◆ Selected excerpt:

## START

In reality, the third phase of globalization produced no more political convergence than the first one destroyed in 1914 or second one that ended in 1989. Capitalism turned out to be politically promiscuous. Instead of marrying itself to freedom, capitalism was just as happy to bed down with authoritarian rule. Economic integration actually sharpened the conflict between open and closed societies. From the Polish border to the Pacific, from the Arctic Circle to the Afghan border, a new political competitor to liberal democracy began to take shape: authoritarian in political form, capitalist in economics, and nationalist in ideology. Lawrence Summers has called this new regime “authoritarian mercantilism.”1 This captures the central role of the state and state enterprises in the Russian and Chinese economies, but it underplays the crude element of cronyism that is central to Moscow’s and Beijing’s rule.


Authoritarian capitalism—let me call it that—has become liberal democracy’s chief competitor, thanks to globalization itself. Without access to global markets, neither Russia nor China would have been able to shed Communist-style economics while holding on to Communist politics.

The Russian and Chinese economies are open to the competitive pressures of global price systems, but the allocation of economic reward—who gets rich and who stays poor—is still largely determined by a state apparatus centralized in the hands of the president and his cronies. Russia and China are “extractive” oligarchies that exclude all but a few insiders from the fruits of economic and political power.2 In both societies, rule of law and an independent judiciary exist only on paper. Oligarchs and dissidents alike know that if they mount any political challenge to the regime, the law will be used to crush them.

## END

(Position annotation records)

## START

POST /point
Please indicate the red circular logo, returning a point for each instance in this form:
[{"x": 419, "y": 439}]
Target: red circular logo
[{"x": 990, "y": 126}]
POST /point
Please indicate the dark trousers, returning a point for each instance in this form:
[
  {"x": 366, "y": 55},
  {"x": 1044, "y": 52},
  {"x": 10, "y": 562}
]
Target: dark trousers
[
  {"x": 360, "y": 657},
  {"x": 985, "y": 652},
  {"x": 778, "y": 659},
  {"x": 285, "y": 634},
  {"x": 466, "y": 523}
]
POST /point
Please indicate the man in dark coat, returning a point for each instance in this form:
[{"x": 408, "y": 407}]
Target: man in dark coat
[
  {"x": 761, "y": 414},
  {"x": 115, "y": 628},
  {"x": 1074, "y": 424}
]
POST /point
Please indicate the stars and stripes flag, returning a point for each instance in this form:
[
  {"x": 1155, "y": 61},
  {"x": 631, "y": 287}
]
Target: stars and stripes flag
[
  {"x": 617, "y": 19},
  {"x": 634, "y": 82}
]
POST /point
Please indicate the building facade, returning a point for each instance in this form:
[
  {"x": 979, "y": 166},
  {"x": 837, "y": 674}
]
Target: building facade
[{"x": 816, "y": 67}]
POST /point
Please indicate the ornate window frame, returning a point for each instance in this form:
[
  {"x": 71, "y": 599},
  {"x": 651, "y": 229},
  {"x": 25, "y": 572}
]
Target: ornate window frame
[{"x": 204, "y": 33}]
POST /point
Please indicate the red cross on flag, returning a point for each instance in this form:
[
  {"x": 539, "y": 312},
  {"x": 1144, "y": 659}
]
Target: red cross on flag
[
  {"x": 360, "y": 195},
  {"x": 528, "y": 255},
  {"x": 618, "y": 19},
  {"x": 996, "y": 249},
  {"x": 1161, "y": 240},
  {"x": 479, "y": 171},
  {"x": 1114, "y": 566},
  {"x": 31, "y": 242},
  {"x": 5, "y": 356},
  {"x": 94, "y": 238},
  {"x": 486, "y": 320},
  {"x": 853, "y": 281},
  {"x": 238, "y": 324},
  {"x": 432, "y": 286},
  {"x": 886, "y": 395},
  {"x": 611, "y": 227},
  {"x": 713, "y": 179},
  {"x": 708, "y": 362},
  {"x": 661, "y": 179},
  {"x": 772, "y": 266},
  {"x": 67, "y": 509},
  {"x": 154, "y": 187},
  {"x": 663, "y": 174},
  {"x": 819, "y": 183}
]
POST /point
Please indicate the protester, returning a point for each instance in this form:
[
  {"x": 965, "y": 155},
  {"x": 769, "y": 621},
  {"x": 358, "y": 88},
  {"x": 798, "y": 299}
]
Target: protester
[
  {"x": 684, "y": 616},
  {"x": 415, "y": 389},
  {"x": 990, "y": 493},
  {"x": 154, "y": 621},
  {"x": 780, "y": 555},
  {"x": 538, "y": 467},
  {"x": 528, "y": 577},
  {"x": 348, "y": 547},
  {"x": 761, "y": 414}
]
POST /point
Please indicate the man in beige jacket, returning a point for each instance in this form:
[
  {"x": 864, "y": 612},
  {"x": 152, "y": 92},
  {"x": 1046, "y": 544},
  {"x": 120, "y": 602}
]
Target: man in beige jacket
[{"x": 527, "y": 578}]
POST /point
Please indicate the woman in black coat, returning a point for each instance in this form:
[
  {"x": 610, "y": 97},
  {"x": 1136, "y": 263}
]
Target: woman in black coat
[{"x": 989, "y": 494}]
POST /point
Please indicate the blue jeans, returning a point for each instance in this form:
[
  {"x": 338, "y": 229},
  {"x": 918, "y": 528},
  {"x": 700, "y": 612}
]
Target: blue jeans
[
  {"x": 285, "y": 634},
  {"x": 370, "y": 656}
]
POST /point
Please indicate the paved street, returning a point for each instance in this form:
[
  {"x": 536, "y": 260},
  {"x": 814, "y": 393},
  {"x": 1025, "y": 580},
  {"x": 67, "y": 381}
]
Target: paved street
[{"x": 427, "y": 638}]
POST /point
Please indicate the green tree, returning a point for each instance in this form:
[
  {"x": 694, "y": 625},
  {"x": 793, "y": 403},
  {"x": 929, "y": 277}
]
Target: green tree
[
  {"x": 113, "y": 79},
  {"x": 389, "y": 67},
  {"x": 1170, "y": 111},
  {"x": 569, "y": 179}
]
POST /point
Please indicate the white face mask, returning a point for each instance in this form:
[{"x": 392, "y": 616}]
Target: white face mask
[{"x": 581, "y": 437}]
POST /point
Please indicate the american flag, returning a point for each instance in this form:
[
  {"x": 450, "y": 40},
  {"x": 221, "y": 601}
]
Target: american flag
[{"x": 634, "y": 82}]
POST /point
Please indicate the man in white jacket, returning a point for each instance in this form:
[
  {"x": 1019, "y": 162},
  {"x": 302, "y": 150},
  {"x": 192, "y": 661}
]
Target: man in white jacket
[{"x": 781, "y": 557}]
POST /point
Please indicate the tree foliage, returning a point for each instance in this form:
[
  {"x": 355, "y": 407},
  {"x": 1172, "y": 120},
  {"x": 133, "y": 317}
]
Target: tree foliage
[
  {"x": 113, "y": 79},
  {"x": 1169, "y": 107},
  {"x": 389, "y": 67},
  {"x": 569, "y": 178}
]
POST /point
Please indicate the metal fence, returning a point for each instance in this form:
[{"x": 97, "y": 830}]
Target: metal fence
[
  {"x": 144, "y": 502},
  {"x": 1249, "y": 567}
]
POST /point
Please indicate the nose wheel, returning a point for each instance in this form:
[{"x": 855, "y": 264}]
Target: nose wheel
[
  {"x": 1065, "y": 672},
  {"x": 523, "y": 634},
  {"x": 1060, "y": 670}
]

## END

◆ Set tasks:
(a) Using the passage on authoritarian capitalism, decide whether each statement agrees with it. For each, answer yes or no and quote the words from the passage that settle it.
(i) Lawrence Summers named the new regime "authoritarian capitalism."
(ii) In Russia and China, rule of law and an independent judiciary exist only on paper.
(iii) Economic integration eased the conflict between open and closed societies.
(b) Proceed with the passage on authoritarian capitalism, continuing it from the point where it stops.

◆ Final answers:
(a)
(i) No: "Lawrence Summers has called this new regime “authoritarian mercantilism.”"
(ii) Yes: "In both societies, rule of law and an independent judiciary exist only on paper."
(iii) No: "Economic integration actually sharpened the conflict between open and closed societies."

(b)
Western experts still insist that the Chinese and the Russians are rivals not allies. It is true that when they were both Communist, they came to blows as recently as 1969. Even today, theirs is an “axis of convenience” rather than conviction.3 Stephen Kotkin has pointed out that they still trade much less with each other than they do with the West.4 But both have discovered a truth that will bind them together more tightly in the future. They have learned that it is capitalist market freedom that allows their oligarchies to maintain political control. The more private freedoms their citizens are allowed, the less they demand public liberty. Private freedom—to buy and sell, to inherit, to travel, to grumble in private—keeps the lid on discontent. Moreover, private freedom makes growth possible, and this could not be achieved under state control.

Now, in the wake of MH17 and the Crimea, the “authoritarian international” faces a choice: whether to stop defying the West or risk fracturing globalization itself.5

In the downward spiral of recrimination and anger over Ukraine, each side in the conflict is seeking to reduce its economic exposure to the other. Putin bans agricultural imports from the countries that have sanctioned him and threatens to shut Siberian airspace to Western airlines. He wants to cut back on German machinery imports and Western defense technology.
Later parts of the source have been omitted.